Fragmento citado
-- -- --
Hernán Ferreirós (La Nación):
El nido está confeccionada como un enigma. En un prólogo que sucede diez años antes de los eventos centrales, un hombre secuestra a un niño mientras duerme y se da a la fuga en medio de la noche. Durante su escape es perseguido y vuelca con su vehículo. Ya en el presente del relato, que luce como si en Instagram hubiera un filtro “años 60 pero tristes” descubrimos que este hombre –el padre del chico– falleció en el accidente y que su hijo, Samuel (Justin Korovkin) quedó lisiado y al cuidado de su madre en una vieja mansión. Su vida es solitaria, austera e infeliz: clases piano por la mañana, tratamientos para cuidar sus piernas irremediablemente paralizadas por la tarde. Su madre, con el pelo recogido y la ropa antigua y oscura del estilo impuesto por las institutrices crueles, le habla acerca de construir una nueva sociedad, mientras que otros familiares se cuidan de no mencionar el mundo exterior, que está vedado.
A esta existencia opaca llega Denise (Ginevra Francesconi), un chica un par de años mayor que Samuel, empleada con el personal de servicio. Tras un escozor inicial, Denise empieza a sentirse tan intrigaba con el chico como él con ella. Su vínculo queda sellado cuando ella le presta su iPod con un track de los Pixies. Ah, entonces no estábamos en el pasado. Sigue el desarrollo del vínculo romántico entre estos dos adolescentes, que es puntualmente escandido por escenas que resultan inexplicables (que no serán reveladas para no spoilear), y que apuntalan el misterio: ¿qué sucede aquí? ¿son fanáticos religiosos? ¿fantasmas? ¿los niños están muertos y no lo saben?
-- -- --
Extracto de datos
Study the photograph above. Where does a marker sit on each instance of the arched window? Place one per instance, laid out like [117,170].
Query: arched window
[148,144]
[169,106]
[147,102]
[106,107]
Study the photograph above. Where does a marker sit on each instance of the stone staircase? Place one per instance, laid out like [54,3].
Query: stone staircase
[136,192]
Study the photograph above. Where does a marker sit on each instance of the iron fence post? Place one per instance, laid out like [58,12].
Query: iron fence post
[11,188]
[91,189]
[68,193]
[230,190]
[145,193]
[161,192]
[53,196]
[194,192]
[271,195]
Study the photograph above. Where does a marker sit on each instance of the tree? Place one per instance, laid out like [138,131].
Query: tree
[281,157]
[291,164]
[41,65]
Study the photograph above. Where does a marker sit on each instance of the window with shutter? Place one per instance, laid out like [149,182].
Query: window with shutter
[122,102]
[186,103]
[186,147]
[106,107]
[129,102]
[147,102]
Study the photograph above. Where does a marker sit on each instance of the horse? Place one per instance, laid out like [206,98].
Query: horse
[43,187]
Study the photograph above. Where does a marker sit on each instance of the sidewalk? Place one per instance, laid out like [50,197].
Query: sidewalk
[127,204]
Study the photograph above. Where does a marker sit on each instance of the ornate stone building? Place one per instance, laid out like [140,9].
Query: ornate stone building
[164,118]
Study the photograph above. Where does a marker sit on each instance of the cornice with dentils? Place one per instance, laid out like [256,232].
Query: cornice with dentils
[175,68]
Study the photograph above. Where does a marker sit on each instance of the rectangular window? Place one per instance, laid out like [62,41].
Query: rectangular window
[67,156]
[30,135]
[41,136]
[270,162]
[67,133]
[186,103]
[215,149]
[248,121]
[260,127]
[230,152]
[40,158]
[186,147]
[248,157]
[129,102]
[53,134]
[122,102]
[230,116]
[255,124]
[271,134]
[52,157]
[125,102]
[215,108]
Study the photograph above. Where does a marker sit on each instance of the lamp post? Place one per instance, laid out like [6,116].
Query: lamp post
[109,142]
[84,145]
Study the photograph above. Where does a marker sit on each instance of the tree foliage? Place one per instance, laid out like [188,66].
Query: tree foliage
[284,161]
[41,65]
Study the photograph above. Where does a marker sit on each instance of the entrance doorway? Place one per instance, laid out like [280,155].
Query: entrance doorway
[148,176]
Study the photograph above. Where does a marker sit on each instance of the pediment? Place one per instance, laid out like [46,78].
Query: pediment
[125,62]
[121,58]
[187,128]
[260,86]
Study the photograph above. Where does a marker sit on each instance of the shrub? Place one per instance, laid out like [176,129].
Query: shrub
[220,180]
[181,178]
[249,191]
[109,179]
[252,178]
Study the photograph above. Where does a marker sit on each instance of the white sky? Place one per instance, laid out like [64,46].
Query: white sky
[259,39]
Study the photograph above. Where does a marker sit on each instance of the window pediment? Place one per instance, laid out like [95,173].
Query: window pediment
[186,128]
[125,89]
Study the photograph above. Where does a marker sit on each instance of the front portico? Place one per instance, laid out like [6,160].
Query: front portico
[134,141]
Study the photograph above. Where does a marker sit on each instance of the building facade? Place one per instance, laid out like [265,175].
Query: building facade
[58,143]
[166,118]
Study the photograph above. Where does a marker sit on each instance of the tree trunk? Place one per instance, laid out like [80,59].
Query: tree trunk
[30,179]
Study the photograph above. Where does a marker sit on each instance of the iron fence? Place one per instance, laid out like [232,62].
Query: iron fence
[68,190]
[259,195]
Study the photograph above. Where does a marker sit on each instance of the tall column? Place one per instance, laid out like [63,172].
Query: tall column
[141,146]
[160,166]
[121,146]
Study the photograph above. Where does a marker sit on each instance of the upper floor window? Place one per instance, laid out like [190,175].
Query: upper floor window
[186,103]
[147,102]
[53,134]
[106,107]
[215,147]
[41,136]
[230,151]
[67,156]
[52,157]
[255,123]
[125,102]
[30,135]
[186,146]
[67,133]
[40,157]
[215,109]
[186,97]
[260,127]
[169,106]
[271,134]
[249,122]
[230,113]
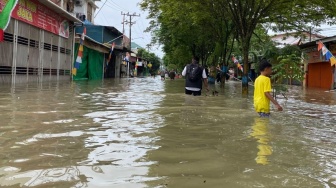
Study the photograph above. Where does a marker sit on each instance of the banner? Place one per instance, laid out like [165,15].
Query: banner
[38,15]
[328,55]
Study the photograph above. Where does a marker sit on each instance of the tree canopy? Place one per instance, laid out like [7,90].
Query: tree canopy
[211,29]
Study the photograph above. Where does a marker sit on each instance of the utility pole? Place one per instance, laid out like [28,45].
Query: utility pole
[130,31]
[123,14]
[123,40]
[130,24]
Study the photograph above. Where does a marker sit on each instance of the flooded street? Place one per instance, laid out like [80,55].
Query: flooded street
[143,132]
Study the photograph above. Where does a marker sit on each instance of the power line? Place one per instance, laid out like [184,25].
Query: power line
[118,6]
[100,9]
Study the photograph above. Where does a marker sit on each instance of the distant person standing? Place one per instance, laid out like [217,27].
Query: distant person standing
[262,91]
[163,75]
[212,80]
[172,74]
[195,77]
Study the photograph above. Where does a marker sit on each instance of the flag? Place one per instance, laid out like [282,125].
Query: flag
[110,56]
[328,55]
[333,60]
[6,13]
[319,46]
[234,59]
[240,67]
[79,54]
[324,50]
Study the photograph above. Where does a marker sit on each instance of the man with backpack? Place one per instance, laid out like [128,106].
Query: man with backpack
[195,77]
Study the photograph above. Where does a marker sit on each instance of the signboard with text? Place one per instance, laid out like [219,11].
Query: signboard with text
[35,13]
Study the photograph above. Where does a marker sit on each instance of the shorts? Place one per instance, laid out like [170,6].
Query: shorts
[264,115]
[195,93]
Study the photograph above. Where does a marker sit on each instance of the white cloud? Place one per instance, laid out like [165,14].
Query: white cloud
[110,15]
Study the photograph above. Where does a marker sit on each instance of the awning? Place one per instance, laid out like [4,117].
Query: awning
[59,10]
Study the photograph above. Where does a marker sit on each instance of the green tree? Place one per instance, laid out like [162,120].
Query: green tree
[199,25]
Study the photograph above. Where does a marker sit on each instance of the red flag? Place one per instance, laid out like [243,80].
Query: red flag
[319,46]
[1,35]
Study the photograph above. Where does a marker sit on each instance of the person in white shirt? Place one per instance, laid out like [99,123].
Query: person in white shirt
[195,77]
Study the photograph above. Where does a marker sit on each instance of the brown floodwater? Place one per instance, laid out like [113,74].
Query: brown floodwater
[143,132]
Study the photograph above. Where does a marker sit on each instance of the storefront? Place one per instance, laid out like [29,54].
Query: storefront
[38,44]
[319,72]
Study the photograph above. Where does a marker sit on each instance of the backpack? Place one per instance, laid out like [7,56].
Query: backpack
[194,72]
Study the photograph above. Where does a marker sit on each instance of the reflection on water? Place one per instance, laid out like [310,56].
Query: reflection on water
[147,133]
[260,132]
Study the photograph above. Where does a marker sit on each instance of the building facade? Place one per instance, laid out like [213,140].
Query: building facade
[319,72]
[82,9]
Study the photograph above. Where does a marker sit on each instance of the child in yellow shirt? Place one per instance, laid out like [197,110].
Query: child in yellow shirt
[262,91]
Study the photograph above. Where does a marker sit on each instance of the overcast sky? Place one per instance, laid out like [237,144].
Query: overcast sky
[110,15]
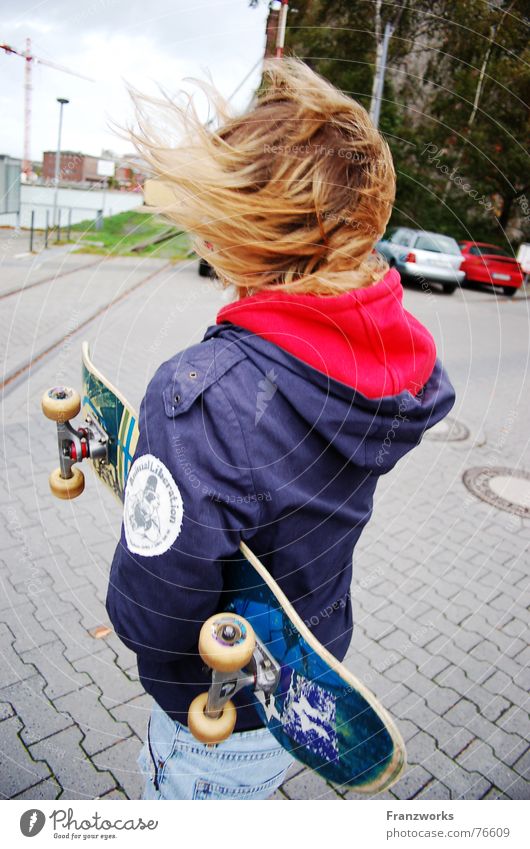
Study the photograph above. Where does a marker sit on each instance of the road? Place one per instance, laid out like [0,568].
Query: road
[440,585]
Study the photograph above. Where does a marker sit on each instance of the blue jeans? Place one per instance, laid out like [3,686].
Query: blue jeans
[249,765]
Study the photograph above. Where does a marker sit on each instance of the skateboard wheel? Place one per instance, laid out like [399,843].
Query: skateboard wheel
[226,642]
[205,728]
[61,403]
[67,488]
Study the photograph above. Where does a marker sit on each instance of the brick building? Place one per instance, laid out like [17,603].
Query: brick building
[76,167]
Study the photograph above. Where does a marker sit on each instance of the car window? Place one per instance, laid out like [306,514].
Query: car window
[401,237]
[487,250]
[437,244]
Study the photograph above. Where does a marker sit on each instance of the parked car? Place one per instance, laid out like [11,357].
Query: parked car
[424,256]
[484,263]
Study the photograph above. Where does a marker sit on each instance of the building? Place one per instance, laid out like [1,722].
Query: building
[76,167]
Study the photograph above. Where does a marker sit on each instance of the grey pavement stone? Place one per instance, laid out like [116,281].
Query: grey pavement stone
[522,765]
[116,687]
[18,770]
[26,630]
[60,675]
[308,785]
[495,794]
[78,642]
[48,789]
[73,769]
[100,729]
[508,747]
[6,710]
[11,667]
[434,790]
[479,758]
[113,794]
[120,760]
[39,717]
[135,713]
[516,721]
[414,780]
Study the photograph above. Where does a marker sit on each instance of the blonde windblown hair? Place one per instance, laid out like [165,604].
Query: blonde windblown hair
[294,192]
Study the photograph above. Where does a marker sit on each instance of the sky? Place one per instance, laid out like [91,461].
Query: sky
[147,43]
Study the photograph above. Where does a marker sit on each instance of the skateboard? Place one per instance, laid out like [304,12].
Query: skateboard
[315,707]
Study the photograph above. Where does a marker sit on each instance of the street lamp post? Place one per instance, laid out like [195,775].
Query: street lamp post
[61,101]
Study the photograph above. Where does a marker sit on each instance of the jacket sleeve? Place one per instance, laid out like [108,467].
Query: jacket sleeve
[189,494]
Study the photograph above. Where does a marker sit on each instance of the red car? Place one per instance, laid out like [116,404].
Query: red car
[485,263]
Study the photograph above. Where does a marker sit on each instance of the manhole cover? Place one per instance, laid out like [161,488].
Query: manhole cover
[507,489]
[448,430]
-- -- --
Tarea 1
Transcribe sin cambios el pasaje de la reseña de El nido que comienza en las palabras "A esta existencia" y concluye tras "no lo saben?".
Tarea 2
Enumera las hipótesis sobre el misterio que la reseña de El nido formula en sus preguntas finales.

Respuesta escrita 1
A esta existencia opaca llega Denise (Ginevra Francesconi), un chica un par de años mayor que Samuel, empleada con el personal de servicio. Tras un escozor inicial, Denise empieza a sentirse tan intrigaba con el chico como él con ella. Su vínculo queda sellado cuando ella le presta su iPod con un track de los Pixies. Ah, entonces no estábamos en el pasado. Sigue el desarrollo del vínculo romántico entre estos dos adolescentes, que es puntualmente escandido por escenas que resultan inexplicables (que no serán reveladas para no spoilear), y que apuntalan el misterio: ¿qué sucede aquí? ¿son fanáticos religiosos? ¿fantasmas? ¿los niños están muertos y no lo saben?

Respuesta escrita 2
- Que son fanáticos religiosos.
- Que son fantasmas.
- Que los niños están muertos y no lo saben.